===== Dokumen Sumber =====

Lebih jauh lagi, Institut Penelitian Militer untuk Penyakit Menular dari Agkatan Darat AS, Badan Pengurangan Ancaman Pertahanan, dan Badan Proyek Penelitian Pertahanan Lanjutan mengembangkan vaksin dan perawatan untuk memerangi Ebola dan menyelamatkan nyawa. Secara total, Departemen Pertahanan AS menghabiskan 400 juta untuk operasi terkait Ebola.
“Masyarakat sangat terkejut bahwa sebagian dari kelompok orang pertama yang berangkat ke Afrika untuk membantu adalah anggota militer,” kata Steven P. Bucci, yang menghabiskan tiga dasawarsa sebagai seorang perwira Pasukan Khusus Angkatan Darat dan pejabat Pentagon dan sekarang merupakan fellow di Heritage Foundation.
Tapi mereka telah terlatih dengan baik untuk tugas seperti itu
H1N1
Selama tahap awal pandemi virus influenza H1N1 tahun 2009 (atau flu babi), fasilitas diagnosa yang dibiayai militer AS berperan sangat penting dalam mendeteksi kasus di Timur Tengah, Afrika, dan Asia Timur.

===== Informasi yang Diberikan =====

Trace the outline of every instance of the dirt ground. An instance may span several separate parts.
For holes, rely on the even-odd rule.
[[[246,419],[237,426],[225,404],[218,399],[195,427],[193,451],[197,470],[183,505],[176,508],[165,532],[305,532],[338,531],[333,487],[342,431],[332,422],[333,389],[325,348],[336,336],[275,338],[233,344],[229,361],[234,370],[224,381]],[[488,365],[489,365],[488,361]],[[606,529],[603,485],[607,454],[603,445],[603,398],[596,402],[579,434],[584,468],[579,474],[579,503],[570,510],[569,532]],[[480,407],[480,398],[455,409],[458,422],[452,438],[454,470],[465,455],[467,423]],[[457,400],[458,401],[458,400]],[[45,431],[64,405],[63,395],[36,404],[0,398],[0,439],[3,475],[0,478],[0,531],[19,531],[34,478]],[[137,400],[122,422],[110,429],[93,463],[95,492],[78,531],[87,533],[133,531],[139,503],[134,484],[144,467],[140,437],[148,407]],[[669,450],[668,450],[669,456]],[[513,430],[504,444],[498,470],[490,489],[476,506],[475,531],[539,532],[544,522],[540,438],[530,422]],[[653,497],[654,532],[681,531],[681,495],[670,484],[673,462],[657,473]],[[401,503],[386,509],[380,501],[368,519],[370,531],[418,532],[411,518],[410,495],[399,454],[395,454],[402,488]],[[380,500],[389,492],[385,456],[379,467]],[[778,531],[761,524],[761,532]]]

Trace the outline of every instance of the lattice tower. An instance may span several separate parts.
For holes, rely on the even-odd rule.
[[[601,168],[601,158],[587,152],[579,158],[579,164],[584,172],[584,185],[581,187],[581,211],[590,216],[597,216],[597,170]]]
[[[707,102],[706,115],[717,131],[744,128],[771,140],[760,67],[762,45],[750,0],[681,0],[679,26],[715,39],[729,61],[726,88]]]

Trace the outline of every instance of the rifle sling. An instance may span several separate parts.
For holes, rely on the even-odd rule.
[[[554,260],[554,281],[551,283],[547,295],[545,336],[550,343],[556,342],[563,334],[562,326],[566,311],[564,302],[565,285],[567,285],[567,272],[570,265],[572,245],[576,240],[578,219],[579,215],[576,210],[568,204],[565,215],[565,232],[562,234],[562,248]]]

=====

**Daftar Tugas:**
A - Dalam teks tentang peran militer AS menghadapi wabah penyakit, apa tujuan tiga lembaga militer AS mengembangkan vaksin dan perawatan? Jelaskan dalam satu sampai tiga kalimat.
B - Lanjutkan teks tentang peran militer AS menghadapi wabah penyakit setelah kalimat terakhirnya.
Materi tersebut merupakan bahan tersendiri yang terpisah dari dokumen sumber.

**Jawaban Tiap Tugas:**
A - Tiga lembaga militer AS mengembangkan vaksin dan perawatan untuk memerangi Ebola dan menyelamatkan nyawa. Ketiga lembaga itu adalah Institut Penelitian Militer untuk Penyakit Menular dari Angkatan Darat AS, Badan Pengurangan Ancaman Pertahanan, dan Badan Proyek Penelitian Pertahanan Lanjutan.

B -
Departemen Pertahanan melatih tim penanggap pertama dan memberi mereka perlengkapan medis.
Unit Penelitian Medis Angkatan Laut AS Nomor 3 di Kairo melatih para ilmuwan dan ahli teknis dari 32 negara (di Afrika, Timur Tengah, dan Asia Tengah) dalam teknik laboratorium dan metode diagnostik.

Pengenalan awal dari tingkat keparahan penyakit, respon cepat oleh lembaga-lembaga pemerintah di seluruh dunia, dan pengetahuan bahwa H1N1 memiliki kesamaan genetik dengan virus flu yang telah dikenal, telah membantu para ahli mengembangkan alat tes yang efektif pada akhir April kemudian merilis vaksin pada bulan Oktober 2009.
SARS
Perhatian yang luas terhadap sindrom pernapasan akut atau SARS telah memicu upaya ilmiah internasional pada tahun 2003, sehingga membawa menuju penemuan yang membatasi penyebaran wabah. Peneliti dari Institut Penelitian Medis untuk Penyakit Menular Angkatan Darat AS di Fort Detrick, Maryland, menguji ratusan obat yang telah ada untuk mengetahui kemanjuran dalam memerangi SARS serta berkolaborasi dengan pusat-pusat penelitian untuk mengembangkan obat baru. Laboratorium tersebut menemukan bahwa interferon yang bisa menghalangi virus SARS, penemuan yang mengatur panggung untuk penelitian lebih lanjut tentang interferon.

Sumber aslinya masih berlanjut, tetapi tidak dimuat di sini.